▶ INSTRUCTIONS TO FOLLOW
Write a continuation of the passage about queer characters in Star Trek, picking up after its final sentence.

Ronald D. Moore stated during the production of Season 6 of Star Trek: Deep Space Nine that the show was not interested in stories about homosexuality, or revealing any main character as bi or gay, because it would not really be an issue to them, and so "exploring" it did not hold much promise. He did not disagree that maybe the show should do stories in this vein, but felt that he was more passionate about other issues and therefore should write about that. (AOL chat, 1997)
Regular portrayals of queer characters
It was not until 2016 that a regular character was portrayed and marketed as openly gay. In that year, Star Trek Beyond was released which implied that Hikaru Sulu of the alternate reality had a husband, Ben.
The idea to portray Sulu as gay was in part intended to pay homage to actor George Takei, who played Sulu on Star Trek: The Original Series. Takei came out publicly as gay in 2005 and had been a vocal advocate for LGBTQ rights ever since. Although Takei was ultimately flattered by the decision, he also criticized it, as he himself had portrayed Sulu as straight and also felt that it was neither true to Gene Roddenberry's original vision, nor the circumstances under which the character was created. Takei would have favored the inclusion of a new regular gay character.   
In 2017, Star Trek: Discovery premiered, which portrayed the relationship of series regular Paul Stamets with the recurring character of Hugh Culber. In relation to Stamets, series creator Bryan Fuller commented, "Star Trek started with a wonderful expression of diversity in its cast... we're continuing that tradition."

▶ DATA EXCERPTS

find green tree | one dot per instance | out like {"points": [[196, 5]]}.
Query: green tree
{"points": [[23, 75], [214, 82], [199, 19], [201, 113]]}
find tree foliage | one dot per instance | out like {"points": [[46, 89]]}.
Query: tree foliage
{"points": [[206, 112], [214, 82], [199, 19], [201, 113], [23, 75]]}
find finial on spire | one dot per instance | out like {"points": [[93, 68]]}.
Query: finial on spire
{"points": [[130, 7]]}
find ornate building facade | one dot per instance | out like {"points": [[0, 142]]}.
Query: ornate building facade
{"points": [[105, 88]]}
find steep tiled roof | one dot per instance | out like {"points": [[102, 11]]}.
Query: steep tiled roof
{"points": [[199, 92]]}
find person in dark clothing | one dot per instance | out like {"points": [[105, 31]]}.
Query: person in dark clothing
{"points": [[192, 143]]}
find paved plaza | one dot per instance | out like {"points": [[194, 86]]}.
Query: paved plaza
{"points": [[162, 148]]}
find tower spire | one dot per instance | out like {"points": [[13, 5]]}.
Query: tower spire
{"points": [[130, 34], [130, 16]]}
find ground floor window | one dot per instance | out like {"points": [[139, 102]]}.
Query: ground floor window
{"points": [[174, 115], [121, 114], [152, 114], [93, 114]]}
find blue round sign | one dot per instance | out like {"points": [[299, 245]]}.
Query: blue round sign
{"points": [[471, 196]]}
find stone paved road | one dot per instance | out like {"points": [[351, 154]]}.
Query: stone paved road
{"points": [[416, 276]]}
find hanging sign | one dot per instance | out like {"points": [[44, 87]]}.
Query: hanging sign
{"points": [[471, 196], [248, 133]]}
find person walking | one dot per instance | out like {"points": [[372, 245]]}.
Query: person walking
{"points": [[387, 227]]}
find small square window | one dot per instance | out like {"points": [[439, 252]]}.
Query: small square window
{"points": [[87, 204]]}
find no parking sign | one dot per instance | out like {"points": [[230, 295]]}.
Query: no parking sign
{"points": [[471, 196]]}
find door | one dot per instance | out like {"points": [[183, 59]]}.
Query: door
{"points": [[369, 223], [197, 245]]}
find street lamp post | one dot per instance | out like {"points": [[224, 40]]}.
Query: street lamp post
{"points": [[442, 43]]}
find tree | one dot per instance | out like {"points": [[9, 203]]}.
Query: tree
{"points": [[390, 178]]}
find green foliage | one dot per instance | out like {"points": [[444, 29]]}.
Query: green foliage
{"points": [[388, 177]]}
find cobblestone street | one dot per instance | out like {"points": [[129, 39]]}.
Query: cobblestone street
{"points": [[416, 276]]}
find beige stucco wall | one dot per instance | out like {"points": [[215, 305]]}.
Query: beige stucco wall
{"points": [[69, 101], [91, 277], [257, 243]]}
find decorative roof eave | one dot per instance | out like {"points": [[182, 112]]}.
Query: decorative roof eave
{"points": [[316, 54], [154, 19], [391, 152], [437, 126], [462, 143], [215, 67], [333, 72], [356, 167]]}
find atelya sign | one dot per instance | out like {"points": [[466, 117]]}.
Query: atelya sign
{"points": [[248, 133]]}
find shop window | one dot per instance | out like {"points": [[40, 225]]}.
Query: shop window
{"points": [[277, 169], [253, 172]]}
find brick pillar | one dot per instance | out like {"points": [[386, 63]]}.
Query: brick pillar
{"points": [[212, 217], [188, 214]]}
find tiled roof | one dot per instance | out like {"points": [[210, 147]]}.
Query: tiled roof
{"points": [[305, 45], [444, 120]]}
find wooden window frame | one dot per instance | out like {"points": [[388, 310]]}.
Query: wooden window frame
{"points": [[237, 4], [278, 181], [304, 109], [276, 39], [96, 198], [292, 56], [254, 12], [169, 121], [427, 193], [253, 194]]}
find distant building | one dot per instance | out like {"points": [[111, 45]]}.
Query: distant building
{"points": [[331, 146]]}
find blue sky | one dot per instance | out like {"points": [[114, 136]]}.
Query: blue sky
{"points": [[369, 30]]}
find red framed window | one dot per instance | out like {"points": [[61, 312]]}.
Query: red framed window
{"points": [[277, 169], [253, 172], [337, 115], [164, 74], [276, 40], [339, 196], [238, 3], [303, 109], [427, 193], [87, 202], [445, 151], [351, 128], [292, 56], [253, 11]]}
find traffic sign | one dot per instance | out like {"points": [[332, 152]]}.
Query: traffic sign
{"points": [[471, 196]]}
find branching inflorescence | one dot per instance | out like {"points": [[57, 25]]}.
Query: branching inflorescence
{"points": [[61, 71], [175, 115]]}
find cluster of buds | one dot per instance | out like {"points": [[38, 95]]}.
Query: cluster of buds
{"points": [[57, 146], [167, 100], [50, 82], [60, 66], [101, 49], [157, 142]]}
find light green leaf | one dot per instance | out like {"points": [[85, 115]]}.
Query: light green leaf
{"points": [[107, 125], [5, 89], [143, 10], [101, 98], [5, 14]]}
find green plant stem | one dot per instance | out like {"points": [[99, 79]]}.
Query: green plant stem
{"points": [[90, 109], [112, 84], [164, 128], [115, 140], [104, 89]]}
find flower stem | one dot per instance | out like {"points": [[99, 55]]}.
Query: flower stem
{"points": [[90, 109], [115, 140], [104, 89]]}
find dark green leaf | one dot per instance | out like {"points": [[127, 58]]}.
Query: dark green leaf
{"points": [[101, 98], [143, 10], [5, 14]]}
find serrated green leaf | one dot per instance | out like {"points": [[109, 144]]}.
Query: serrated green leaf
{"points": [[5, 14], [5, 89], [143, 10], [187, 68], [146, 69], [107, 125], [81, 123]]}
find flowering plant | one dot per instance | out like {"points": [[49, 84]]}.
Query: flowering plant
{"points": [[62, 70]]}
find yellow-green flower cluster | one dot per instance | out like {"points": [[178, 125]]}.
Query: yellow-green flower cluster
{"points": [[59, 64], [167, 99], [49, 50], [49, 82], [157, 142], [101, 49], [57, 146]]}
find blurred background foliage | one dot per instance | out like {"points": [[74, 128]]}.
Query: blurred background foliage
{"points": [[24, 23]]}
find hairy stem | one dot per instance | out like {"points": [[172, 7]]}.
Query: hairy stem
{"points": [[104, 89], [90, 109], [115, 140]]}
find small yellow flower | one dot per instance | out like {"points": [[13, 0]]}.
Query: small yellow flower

▶ RESPONSE BELOW
In 2019, the regular character Jett Reno was introduced on Star Trek: Discovery as a widower who had lost her wife during the Federation-Klingon War. In the same year, Stamets also became the first Star Trek character to describe himself in dialogue as gay in "The Red Angel". Pansexuality was first mentioned in the same scene.
The 2020 season 1 finale of Star Trek: Picard, "Et in Arcadia Ego, Part 2", depicted Seven of Nine and Raffi Musiker as holding hands in their final scene. According to showrunner Michael Chabon, the two characters are exploring a romantic relationship.  Although Seven and Raffi did not have many scenes together during the season, the romance was included at the behest of Jeri Ryan, Michelle Hurd, and the writers, who felt a connection between the characters during a previous shared moment in "Stardust City Rag".